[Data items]
= Beginning of Section =
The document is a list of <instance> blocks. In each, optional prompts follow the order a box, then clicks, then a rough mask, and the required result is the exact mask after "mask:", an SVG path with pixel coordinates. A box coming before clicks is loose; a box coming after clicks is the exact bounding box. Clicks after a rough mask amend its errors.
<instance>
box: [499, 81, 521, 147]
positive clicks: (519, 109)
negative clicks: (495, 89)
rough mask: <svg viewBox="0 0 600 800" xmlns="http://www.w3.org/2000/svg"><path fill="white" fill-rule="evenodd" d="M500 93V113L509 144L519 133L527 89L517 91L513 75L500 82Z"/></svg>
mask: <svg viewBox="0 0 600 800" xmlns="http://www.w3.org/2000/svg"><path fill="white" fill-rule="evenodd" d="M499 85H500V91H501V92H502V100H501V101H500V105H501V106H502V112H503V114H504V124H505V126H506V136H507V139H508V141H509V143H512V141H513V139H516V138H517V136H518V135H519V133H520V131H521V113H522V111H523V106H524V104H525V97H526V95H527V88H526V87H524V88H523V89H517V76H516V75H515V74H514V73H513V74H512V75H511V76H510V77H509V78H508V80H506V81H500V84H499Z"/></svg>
= End of Section =
Every record shown above should be written out again exactly.

The document is a list of <instance> blocks. In each, optional prompts follow the order a box, then clicks, then a rough mask, and the required result is the exact mask after "mask:", an SVG path with pixel coordinates. A box coming before clicks is loose; a box coming after clicks is the exact bounding box. Clicks after a rough mask amend its errors.
<instance>
box: [499, 81, 521, 147]
positive clicks: (519, 109)
negative clicks: (495, 89)
rough mask: <svg viewBox="0 0 600 800" xmlns="http://www.w3.org/2000/svg"><path fill="white" fill-rule="evenodd" d="M500 93V113L509 144L519 133L527 89L517 91L513 75L500 82Z"/></svg>
mask: <svg viewBox="0 0 600 800" xmlns="http://www.w3.org/2000/svg"><path fill="white" fill-rule="evenodd" d="M499 85H500V91H501V92H502V100H501V101H500V105H501V106H502V112H503V114H504V124H505V126H506V136H507V139H508V141H509V143H512V141H513V139H516V138H517V136H518V135H519V133H520V131H521V113H522V111H523V106H524V104H525V97H526V95H527V88H526V87H524V88H523V89H517V76H516V75H515V74H514V73H513V74H512V75H511V76H510V77H509V78H508V80H506V81H500V84H499Z"/></svg>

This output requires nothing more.